_EXERCISE AIM_
Search the data below for the word "outline" and copy each line that holds it.

(Stored records)
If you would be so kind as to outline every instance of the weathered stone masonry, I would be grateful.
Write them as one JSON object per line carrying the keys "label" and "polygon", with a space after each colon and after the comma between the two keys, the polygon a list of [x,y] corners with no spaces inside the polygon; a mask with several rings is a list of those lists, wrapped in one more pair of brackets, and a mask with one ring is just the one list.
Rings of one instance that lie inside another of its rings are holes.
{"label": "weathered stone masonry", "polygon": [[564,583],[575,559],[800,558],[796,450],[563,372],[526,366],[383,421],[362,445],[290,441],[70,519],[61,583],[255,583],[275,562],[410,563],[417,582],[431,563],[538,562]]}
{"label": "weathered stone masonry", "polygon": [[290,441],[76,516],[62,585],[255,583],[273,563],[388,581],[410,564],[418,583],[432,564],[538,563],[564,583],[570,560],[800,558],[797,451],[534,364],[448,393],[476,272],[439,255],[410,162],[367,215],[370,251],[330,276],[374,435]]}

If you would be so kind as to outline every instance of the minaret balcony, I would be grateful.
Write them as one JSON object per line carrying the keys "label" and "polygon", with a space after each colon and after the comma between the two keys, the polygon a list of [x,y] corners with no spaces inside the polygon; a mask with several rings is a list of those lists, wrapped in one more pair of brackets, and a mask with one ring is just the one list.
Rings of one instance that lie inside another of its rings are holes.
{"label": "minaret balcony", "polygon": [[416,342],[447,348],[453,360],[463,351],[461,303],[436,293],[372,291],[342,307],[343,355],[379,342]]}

_WRITTEN RESPONSE_
If you would be so kind as to outline every instance of the weathered stone masonry, I would be grateful.
If you would be so kind as to outline every instance of the minaret balcony, I would be grateful.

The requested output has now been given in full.